##### Source text
From childhood to sisterhood and from womanhood to motherhood Jana Brike’s paintings are an ode to life, celebrative of the lightness and darkness which trace our respective footsteps through it in equal measure. Ultimately these are all paths through which she has walked and continues to venture down. By seeking ingenuity from this, in a process she describes as being both physical and transcendental, she introduces us, the observers, to works with which we can all connect and celebrate our intrinsic relationship with the natural world.
The Beinart Gallery is quoted as saying your “whimsical, magical paintings allow use a glimpse into an intimate world” which you describe as being “a poetic visual autobiography.” I would like to especially focus here, on the word autobiography, can you tell me which stories you hope to narrate through your work?
Poetic is also an important word in this description, in a sense that I do not really narrate my life’s particular events through my painting process in a descriptive way, it is much more like a poem, expressing feelings, certain revelations and experiences through sensitively emotional metaphors and free imaginative symbolism. Of course, when I paint my relationship with motherhood for example, it may hold an image of a baby, but it may be a plant or an animal as well, drawing a parallel to nurturing mother Earth.
Which elements of your own journey, do you hope to weave into this?
##########
##### Records provided
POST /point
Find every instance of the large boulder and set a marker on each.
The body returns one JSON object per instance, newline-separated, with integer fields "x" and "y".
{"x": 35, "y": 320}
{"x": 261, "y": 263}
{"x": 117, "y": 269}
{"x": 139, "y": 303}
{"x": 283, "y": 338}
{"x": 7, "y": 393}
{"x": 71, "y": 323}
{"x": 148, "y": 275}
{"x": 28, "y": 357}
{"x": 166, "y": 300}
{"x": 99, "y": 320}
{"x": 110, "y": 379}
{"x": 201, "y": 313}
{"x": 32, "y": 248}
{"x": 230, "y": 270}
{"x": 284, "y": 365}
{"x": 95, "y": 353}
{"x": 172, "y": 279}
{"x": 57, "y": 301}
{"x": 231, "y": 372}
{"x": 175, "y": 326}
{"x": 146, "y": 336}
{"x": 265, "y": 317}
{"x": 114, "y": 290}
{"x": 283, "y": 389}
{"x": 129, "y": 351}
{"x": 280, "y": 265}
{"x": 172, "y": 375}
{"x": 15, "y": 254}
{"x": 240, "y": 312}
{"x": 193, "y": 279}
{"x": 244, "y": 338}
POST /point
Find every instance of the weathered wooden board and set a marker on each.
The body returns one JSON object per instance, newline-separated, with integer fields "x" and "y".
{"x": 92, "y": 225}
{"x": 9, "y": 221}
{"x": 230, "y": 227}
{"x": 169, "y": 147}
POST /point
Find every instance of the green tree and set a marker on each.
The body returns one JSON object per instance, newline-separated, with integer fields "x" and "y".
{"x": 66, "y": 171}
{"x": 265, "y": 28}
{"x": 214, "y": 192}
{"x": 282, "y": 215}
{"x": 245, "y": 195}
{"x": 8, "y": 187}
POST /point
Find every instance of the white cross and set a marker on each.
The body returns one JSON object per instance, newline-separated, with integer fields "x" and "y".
##########
**Challenge:**
Answer these questions from the text on Jana Brike's paintings:
1. How does she describe the process through which she seeks ingenuity?
2. Which gallery is quoted describing her paintings as "whimsical, magical"?
3. Besides a baby, what may a painting of her relationship with motherhood show?

**Right answer:**
1. As both physical and transcendental.
2. The Beinart Gallery.
3. A plant or an animal, drawing a parallel to nurturing mother Earth.